From the data below, repeat exactly the lines from the line with "Query: sneaker" to the line with "Query: metal railing post", both included.

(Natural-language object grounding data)

##########

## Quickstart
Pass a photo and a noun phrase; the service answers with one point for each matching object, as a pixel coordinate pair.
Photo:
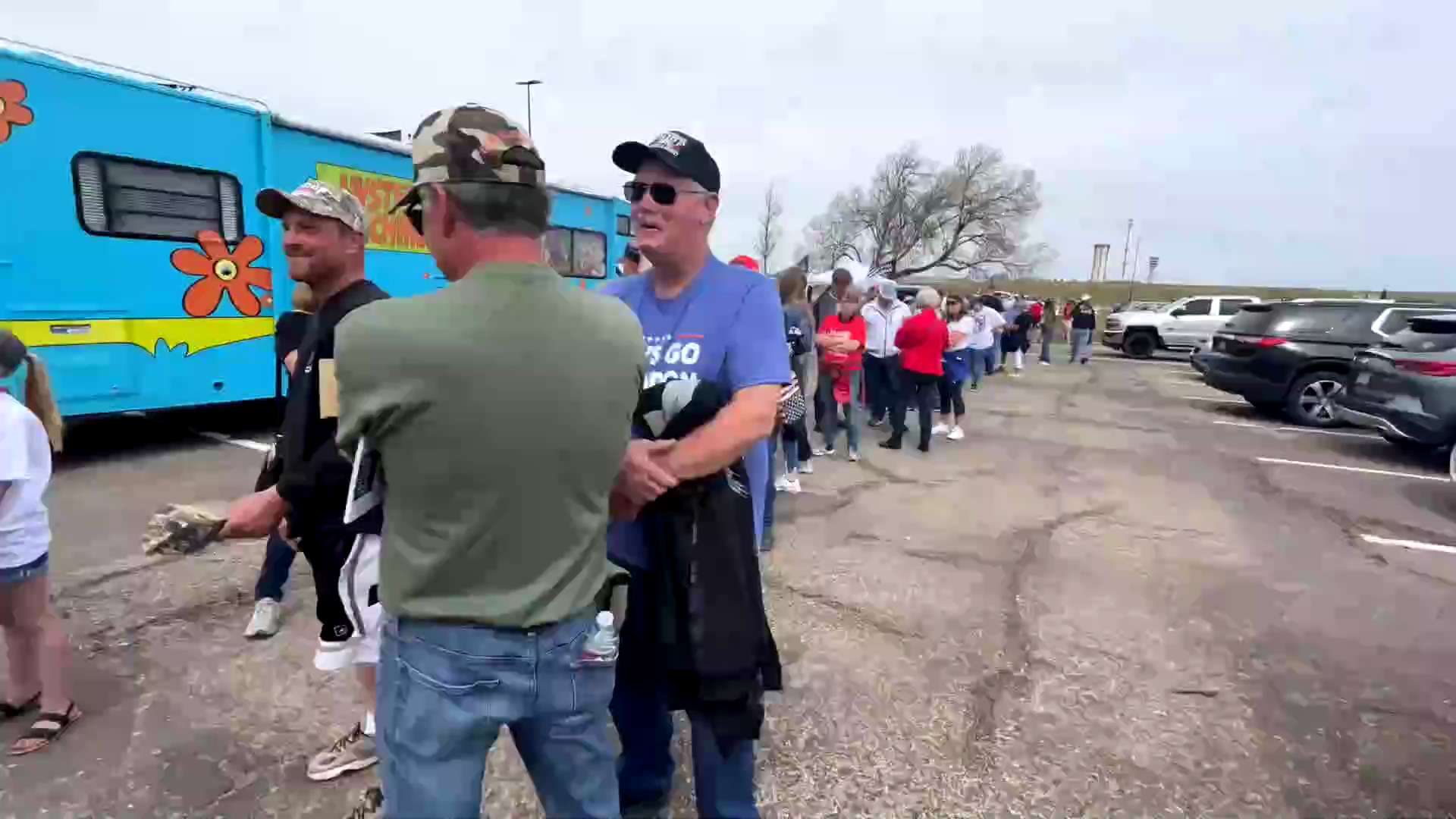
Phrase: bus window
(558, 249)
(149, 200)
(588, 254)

##########

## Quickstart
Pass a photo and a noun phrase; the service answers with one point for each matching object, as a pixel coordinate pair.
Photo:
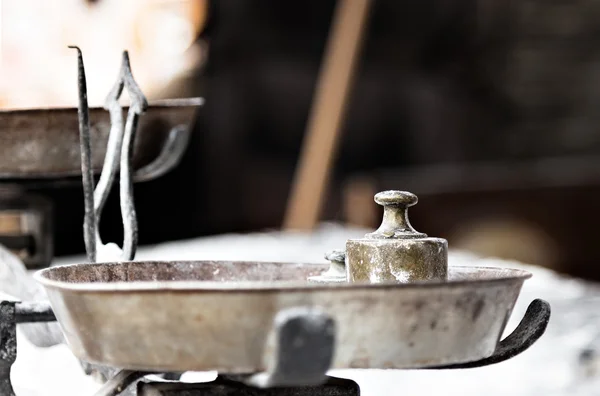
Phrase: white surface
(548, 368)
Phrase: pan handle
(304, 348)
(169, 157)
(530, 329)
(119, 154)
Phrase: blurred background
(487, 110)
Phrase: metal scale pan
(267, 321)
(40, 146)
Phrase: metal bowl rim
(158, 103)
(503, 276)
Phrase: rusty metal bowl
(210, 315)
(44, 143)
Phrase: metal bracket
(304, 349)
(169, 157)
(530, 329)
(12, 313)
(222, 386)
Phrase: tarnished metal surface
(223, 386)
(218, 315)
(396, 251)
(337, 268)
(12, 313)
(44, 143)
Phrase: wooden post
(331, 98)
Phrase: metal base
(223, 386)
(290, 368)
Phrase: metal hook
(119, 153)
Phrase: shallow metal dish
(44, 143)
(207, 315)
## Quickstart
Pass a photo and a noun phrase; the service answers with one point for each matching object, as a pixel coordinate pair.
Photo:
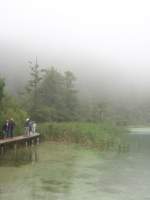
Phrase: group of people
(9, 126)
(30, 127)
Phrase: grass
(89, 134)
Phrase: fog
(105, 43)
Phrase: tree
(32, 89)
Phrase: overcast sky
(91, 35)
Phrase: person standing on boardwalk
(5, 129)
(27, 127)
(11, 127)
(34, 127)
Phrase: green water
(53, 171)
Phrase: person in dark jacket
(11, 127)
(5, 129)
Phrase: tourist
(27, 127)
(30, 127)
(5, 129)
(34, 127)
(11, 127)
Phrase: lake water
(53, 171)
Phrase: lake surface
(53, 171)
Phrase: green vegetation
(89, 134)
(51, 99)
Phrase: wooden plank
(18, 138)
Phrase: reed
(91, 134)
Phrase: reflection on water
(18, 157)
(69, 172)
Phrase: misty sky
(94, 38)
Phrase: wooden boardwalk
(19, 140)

##########

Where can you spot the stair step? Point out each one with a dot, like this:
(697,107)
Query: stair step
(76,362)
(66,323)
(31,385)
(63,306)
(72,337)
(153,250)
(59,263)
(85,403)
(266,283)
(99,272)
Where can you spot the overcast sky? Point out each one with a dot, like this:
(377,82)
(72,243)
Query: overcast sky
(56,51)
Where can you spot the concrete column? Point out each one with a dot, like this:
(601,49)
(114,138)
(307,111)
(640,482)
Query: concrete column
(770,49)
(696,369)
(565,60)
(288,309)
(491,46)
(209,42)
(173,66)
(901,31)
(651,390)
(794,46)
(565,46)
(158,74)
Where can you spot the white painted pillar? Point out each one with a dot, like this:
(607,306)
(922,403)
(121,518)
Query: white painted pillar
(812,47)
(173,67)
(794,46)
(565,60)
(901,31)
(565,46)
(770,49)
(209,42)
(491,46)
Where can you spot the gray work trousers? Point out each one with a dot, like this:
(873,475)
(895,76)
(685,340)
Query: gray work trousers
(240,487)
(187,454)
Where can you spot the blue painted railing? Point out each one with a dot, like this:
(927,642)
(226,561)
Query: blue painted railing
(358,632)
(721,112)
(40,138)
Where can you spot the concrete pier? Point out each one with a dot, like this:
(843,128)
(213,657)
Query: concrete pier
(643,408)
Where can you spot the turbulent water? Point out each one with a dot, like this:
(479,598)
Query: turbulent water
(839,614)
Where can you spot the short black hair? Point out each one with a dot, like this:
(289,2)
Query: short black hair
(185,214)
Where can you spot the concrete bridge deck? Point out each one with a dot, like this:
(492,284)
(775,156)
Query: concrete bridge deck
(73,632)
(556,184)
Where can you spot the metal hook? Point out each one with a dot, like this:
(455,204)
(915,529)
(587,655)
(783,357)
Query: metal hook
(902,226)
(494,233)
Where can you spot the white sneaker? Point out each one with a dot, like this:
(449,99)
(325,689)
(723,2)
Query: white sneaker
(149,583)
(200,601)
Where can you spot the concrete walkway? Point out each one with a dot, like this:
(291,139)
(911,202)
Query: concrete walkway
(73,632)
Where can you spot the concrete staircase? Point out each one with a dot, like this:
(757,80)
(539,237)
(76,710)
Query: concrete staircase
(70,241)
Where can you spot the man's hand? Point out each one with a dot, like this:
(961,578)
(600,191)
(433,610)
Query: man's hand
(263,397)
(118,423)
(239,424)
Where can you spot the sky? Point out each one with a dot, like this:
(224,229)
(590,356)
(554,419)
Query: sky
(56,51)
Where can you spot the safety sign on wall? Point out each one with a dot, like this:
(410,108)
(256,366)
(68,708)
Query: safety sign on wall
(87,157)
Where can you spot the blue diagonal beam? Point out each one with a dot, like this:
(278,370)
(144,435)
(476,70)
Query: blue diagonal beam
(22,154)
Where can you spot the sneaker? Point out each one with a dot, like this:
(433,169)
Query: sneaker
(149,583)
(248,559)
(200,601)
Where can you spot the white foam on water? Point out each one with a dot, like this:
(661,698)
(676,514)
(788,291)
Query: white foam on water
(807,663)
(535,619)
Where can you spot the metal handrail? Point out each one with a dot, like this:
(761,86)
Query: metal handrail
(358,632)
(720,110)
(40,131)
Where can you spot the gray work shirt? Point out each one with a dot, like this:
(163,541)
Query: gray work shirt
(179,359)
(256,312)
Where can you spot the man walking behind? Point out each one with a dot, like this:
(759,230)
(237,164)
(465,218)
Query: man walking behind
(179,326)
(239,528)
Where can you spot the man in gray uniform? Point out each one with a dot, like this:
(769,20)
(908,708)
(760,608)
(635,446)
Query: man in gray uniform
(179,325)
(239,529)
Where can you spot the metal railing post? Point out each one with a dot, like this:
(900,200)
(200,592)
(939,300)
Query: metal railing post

##########

● Written answer:
Query: sneaker
(149,583)
(248,559)
(200,601)
Where can you spot the white foam on water? Point out each one with a dot, like this:
(661,698)
(676,514)
(788,291)
Query: white foam on water
(807,663)
(535,619)
Where can you spot the metal handrail? Point out each one with a dot, like this:
(761,86)
Query: metal handrail
(358,632)
(720,110)
(40,131)
Where can you spot the gray work shirt? Point out each one with a dot, like this:
(163,541)
Query: gray work shirt
(179,359)
(256,312)
Where can you spot the man walking behind? Point out each one with a dot, like this:
(759,230)
(237,164)
(465,218)
Query: man walking behind
(179,326)
(239,528)
Where can you spot the man in gray uniform? Point out each one with a dot, like this:
(769,20)
(908,708)
(760,608)
(635,446)
Query: man in gray uniform
(179,325)
(239,529)
Where can you spot the metal railing post? Point out each one with a dot, like this:
(900,200)
(200,592)
(939,300)
Query: metal railing post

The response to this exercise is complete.